Request :: Filter the records below, keeping every line that contains the string "roller" and dropping all others. Matching is case-sensitive.
# Start of Data shown
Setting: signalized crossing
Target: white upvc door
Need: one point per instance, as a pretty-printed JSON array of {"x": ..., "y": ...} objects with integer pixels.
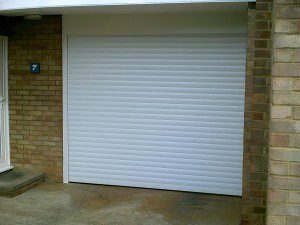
[{"x": 4, "y": 127}]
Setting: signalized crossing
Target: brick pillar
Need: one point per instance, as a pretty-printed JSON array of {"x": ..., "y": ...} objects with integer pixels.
[
  {"x": 35, "y": 100},
  {"x": 284, "y": 159},
  {"x": 3, "y": 25},
  {"x": 257, "y": 116}
]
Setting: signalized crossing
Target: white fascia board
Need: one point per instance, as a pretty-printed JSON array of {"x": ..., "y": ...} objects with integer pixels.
[{"x": 8, "y": 5}]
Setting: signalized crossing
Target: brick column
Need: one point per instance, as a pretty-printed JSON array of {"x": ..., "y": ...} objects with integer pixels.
[
  {"x": 3, "y": 25},
  {"x": 284, "y": 158},
  {"x": 35, "y": 100},
  {"x": 257, "y": 114}
]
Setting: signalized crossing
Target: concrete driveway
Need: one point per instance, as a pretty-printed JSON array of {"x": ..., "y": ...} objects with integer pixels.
[{"x": 80, "y": 204}]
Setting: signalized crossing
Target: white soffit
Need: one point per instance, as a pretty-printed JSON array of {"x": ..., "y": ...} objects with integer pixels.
[{"x": 76, "y": 7}]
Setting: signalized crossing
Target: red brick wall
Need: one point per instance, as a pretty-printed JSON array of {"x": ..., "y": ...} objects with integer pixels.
[
  {"x": 284, "y": 166},
  {"x": 3, "y": 25},
  {"x": 257, "y": 113},
  {"x": 35, "y": 100}
]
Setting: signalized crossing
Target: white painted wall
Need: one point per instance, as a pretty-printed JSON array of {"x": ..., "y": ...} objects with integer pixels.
[
  {"x": 154, "y": 24},
  {"x": 34, "y": 4}
]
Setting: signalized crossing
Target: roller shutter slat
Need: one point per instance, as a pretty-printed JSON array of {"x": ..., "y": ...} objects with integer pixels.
[{"x": 157, "y": 112}]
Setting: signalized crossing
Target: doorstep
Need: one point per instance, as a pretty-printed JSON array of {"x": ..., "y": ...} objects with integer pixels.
[{"x": 15, "y": 182}]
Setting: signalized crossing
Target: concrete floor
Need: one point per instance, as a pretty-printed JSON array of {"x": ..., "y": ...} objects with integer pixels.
[{"x": 80, "y": 204}]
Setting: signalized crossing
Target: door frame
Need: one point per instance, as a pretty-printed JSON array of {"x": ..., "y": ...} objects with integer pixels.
[{"x": 5, "y": 146}]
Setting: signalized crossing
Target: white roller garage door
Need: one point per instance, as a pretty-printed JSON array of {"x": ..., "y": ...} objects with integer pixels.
[{"x": 160, "y": 112}]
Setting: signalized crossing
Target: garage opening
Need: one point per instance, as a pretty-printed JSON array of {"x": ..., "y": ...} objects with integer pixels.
[{"x": 163, "y": 111}]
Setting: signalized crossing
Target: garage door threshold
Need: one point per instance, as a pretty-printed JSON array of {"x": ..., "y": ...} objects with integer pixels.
[{"x": 15, "y": 182}]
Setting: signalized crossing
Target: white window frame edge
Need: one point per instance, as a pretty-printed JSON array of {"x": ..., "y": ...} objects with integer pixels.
[
  {"x": 65, "y": 105},
  {"x": 5, "y": 126}
]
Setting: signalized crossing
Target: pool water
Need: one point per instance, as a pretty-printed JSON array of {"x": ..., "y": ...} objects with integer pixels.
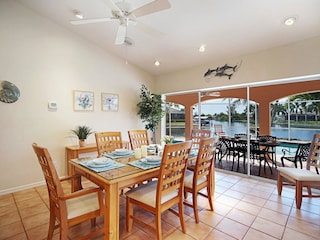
[{"x": 291, "y": 147}]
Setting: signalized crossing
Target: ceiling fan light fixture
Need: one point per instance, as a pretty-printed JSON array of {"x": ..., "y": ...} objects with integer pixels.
[
  {"x": 157, "y": 63},
  {"x": 202, "y": 48},
  {"x": 290, "y": 21},
  {"x": 78, "y": 14}
]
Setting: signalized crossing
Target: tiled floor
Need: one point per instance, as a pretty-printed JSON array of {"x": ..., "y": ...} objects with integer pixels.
[{"x": 244, "y": 208}]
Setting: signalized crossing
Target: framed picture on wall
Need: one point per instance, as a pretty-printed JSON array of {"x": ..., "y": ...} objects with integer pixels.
[
  {"x": 83, "y": 100},
  {"x": 109, "y": 102}
]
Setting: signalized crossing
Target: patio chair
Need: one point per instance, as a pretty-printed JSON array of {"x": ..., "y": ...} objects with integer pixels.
[
  {"x": 300, "y": 155},
  {"x": 302, "y": 177},
  {"x": 107, "y": 142},
  {"x": 270, "y": 149},
  {"x": 163, "y": 194},
  {"x": 68, "y": 209},
  {"x": 202, "y": 176},
  {"x": 197, "y": 135},
  {"x": 138, "y": 138},
  {"x": 218, "y": 130}
]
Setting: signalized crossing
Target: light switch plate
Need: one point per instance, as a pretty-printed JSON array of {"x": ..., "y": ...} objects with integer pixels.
[{"x": 52, "y": 105}]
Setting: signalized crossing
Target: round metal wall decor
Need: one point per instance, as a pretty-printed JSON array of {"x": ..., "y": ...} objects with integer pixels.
[{"x": 9, "y": 93}]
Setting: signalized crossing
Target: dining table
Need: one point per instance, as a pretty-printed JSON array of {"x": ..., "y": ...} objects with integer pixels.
[
  {"x": 240, "y": 146},
  {"x": 125, "y": 171}
]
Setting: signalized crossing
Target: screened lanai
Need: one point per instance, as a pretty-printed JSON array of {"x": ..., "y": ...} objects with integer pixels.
[{"x": 263, "y": 94}]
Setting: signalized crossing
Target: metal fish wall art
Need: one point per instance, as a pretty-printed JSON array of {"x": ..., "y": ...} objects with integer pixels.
[
  {"x": 224, "y": 71},
  {"x": 9, "y": 93}
]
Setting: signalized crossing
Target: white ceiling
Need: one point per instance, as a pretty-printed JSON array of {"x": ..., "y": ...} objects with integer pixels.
[{"x": 228, "y": 28}]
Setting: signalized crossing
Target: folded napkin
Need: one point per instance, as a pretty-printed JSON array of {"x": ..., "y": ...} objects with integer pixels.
[
  {"x": 118, "y": 155},
  {"x": 193, "y": 154},
  {"x": 143, "y": 164},
  {"x": 101, "y": 164}
]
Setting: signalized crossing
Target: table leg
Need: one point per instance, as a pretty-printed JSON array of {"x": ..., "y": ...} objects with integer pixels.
[{"x": 111, "y": 212}]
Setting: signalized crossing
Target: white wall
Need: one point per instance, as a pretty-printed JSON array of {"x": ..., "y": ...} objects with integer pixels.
[
  {"x": 297, "y": 59},
  {"x": 47, "y": 63}
]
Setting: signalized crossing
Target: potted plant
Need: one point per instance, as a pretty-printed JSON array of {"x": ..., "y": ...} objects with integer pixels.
[
  {"x": 82, "y": 132},
  {"x": 150, "y": 109}
]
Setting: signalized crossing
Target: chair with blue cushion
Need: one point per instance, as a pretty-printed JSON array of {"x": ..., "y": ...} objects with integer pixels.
[{"x": 301, "y": 178}]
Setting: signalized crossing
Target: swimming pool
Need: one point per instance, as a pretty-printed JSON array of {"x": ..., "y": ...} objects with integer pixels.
[{"x": 291, "y": 147}]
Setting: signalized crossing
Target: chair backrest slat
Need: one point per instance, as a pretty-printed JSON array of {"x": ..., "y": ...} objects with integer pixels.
[
  {"x": 138, "y": 138},
  {"x": 54, "y": 187},
  {"x": 205, "y": 160},
  {"x": 197, "y": 135},
  {"x": 107, "y": 142},
  {"x": 314, "y": 153},
  {"x": 172, "y": 170}
]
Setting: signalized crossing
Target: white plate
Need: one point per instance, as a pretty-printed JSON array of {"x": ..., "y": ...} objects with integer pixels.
[
  {"x": 122, "y": 153},
  {"x": 121, "y": 150},
  {"x": 101, "y": 161},
  {"x": 153, "y": 158},
  {"x": 97, "y": 163}
]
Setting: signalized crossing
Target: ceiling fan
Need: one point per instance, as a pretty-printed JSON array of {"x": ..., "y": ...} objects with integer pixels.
[{"x": 122, "y": 11}]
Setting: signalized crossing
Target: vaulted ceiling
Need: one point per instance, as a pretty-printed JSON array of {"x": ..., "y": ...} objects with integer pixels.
[{"x": 227, "y": 28}]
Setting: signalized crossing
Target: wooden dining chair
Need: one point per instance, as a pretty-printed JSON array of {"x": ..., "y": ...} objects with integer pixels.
[
  {"x": 138, "y": 138},
  {"x": 107, "y": 142},
  {"x": 164, "y": 193},
  {"x": 300, "y": 155},
  {"x": 197, "y": 134},
  {"x": 202, "y": 176},
  {"x": 302, "y": 177},
  {"x": 72, "y": 208}
]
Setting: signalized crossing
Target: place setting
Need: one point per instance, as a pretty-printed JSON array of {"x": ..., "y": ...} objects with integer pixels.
[
  {"x": 101, "y": 164},
  {"x": 147, "y": 162},
  {"x": 119, "y": 153}
]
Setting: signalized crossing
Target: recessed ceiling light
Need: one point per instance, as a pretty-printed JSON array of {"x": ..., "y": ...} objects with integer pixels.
[
  {"x": 202, "y": 48},
  {"x": 290, "y": 21},
  {"x": 157, "y": 63},
  {"x": 78, "y": 14}
]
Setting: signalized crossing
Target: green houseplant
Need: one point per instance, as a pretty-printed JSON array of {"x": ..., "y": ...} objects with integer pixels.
[
  {"x": 150, "y": 109},
  {"x": 82, "y": 132}
]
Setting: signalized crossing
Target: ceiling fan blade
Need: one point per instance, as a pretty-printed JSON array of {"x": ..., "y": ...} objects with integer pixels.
[
  {"x": 155, "y": 6},
  {"x": 113, "y": 7},
  {"x": 92, "y": 20},
  {"x": 121, "y": 34},
  {"x": 146, "y": 28}
]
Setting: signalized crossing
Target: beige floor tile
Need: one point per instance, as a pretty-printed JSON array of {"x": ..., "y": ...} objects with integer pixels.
[
  {"x": 221, "y": 209},
  {"x": 278, "y": 207},
  {"x": 234, "y": 194},
  {"x": 268, "y": 227},
  {"x": 197, "y": 231},
  {"x": 307, "y": 228},
  {"x": 232, "y": 228},
  {"x": 273, "y": 216},
  {"x": 217, "y": 235},
  {"x": 36, "y": 220},
  {"x": 290, "y": 234},
  {"x": 8, "y": 209},
  {"x": 253, "y": 234},
  {"x": 248, "y": 207},
  {"x": 227, "y": 200},
  {"x": 244, "y": 208},
  {"x": 209, "y": 218},
  {"x": 241, "y": 217},
  {"x": 178, "y": 234},
  {"x": 254, "y": 200}
]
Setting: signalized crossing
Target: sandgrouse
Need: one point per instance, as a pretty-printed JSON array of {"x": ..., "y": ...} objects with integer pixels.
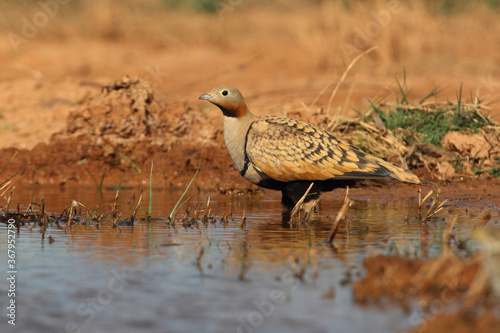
# End of Data shown
Task result ::
Target: roller shutter slat
Target: white roller garage door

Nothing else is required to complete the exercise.